## RECORDS TO PROCESS
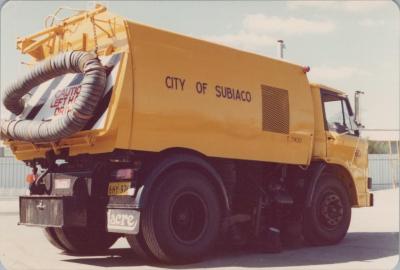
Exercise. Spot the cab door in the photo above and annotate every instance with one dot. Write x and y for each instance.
(343, 143)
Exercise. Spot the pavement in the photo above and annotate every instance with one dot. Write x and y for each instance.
(372, 243)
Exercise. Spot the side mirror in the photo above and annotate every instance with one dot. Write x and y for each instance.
(357, 116)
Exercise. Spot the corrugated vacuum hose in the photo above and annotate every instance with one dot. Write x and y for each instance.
(70, 122)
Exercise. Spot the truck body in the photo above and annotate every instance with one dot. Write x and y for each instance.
(251, 136)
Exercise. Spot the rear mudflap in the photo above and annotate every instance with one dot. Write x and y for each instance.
(123, 215)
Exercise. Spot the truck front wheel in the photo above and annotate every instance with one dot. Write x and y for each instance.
(327, 220)
(80, 240)
(182, 220)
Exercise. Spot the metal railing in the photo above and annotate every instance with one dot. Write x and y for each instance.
(384, 170)
(12, 176)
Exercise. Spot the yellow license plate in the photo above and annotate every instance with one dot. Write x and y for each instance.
(118, 188)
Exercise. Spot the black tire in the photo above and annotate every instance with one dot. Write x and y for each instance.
(327, 220)
(85, 240)
(139, 246)
(53, 239)
(181, 221)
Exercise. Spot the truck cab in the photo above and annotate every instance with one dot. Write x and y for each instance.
(338, 141)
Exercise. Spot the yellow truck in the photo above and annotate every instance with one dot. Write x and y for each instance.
(174, 143)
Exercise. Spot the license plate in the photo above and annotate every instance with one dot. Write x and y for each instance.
(123, 221)
(118, 188)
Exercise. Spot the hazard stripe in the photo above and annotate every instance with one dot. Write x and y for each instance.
(68, 80)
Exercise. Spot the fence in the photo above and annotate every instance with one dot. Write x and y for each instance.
(384, 170)
(12, 176)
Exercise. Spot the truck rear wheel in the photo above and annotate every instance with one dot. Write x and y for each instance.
(327, 220)
(182, 220)
(81, 240)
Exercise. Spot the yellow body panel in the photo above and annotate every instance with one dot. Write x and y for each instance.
(347, 151)
(165, 118)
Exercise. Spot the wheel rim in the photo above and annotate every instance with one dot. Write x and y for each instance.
(188, 218)
(331, 210)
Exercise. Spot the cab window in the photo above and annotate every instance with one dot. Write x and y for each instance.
(338, 116)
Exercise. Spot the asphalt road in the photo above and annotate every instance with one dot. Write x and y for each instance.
(372, 243)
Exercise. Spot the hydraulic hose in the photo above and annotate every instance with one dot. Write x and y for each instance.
(92, 89)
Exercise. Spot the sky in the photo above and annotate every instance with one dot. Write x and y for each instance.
(349, 45)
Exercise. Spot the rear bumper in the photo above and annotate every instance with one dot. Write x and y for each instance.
(52, 211)
(120, 215)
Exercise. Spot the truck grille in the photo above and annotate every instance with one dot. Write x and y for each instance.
(275, 109)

## EXERCISE
Quote the material in full and exactly; do not carry over its pictures.

## TASK SOLUTION
Exercise. Spot the cab door in the photo above and annotate every instance with one dot. Write x and y for each instance.
(343, 143)
Exercise. Spot the pavement in the photo above and annotate every instance with one dot. Write x and y for each instance.
(372, 243)
Exercise. Spot the side mirror in the photo above and annotate every instance with one dot. Write x and y for each instance.
(357, 116)
Exercise. Spot the corrugated vacuum hose in the photo above and annotate every instance with one dot. Write x and y for each instance.
(70, 122)
Exercise. Spot the truck body in the photo above and annotate every instance with one dot. Write x and y for each instance.
(251, 136)
Exercise. Spot the rear mudflap in the photo above and annotate every instance with one dot. Write x and y for each instance.
(123, 215)
Exercise. Spot the truck front wheel in the photo above and annotate every instance with one dot. Write x and y for each instance.
(327, 220)
(80, 240)
(182, 220)
Exercise. Spot the metal railing in the photo above and annotate every instance with one dot. Write x and y for each instance.
(384, 170)
(12, 176)
Exercise. Spot the yellow license plate in the photo above and annotate every instance with one dot. Write x and y for each instance.
(118, 188)
Exercise. Spot the black tire in the photo above and annotate every instance with one dot. Write x and y for each instance.
(327, 220)
(85, 240)
(139, 246)
(53, 239)
(181, 221)
Exercise. Spot the truck cab in the photo above and annotate every instance with one dot. Write x and y for each instance.
(338, 141)
Exercise. Spot the yellow truck in the photo above and annotate every instance with one dot. Write x and y for each instance.
(174, 143)
Exercise. Spot the license plate in the photo above and annotate every instance with one dot. Write x and y for each instance.
(123, 221)
(118, 188)
Exercise. Spot the hazard stripe in the photo above and annotate every instance with one dot. Write x and y for each instance.
(68, 80)
Exercise. Spot the fence in the photo above and annotate every instance with one dot. Write x and y for each instance.
(384, 170)
(12, 176)
Exercise. Spot the truck rear wheel in the photo above and annotate every instance with one dot. Write x and y for each instance.
(327, 220)
(182, 220)
(81, 240)
Exercise. Spot the yellow body panel in the photo above and annotate every instance with one dot. Write x and y for each instance.
(347, 151)
(165, 118)
Exercise. Spot the wheel rim in the photo above and annotate every instance with one dot. Write x and y for each instance.
(188, 218)
(331, 210)
Exercise. Spot the cab window in the photo above and annotate every instance with one dot. Write x and y for each instance.
(338, 116)
Exercise. Spot the asphalt road in the photo above and annotate every instance with one dot. Write x and y for each instance.
(372, 243)
Exercise. Spot the hydraulic hose in the photo above and annotate every instance with one dot. Write x and y for each instance.
(92, 89)
Exercise. Spot the sky in the photo above and annotate every instance with one dot. Write x and y for each instance.
(349, 45)
Exercise. Spot the rear bumper in the photo above and annotate every instance with one dot. Write x and y for each instance.
(52, 211)
(120, 215)
Exercise. Spot the truck grille in the photo above and annotate every instance with one dot. Write x and y for each instance.
(275, 109)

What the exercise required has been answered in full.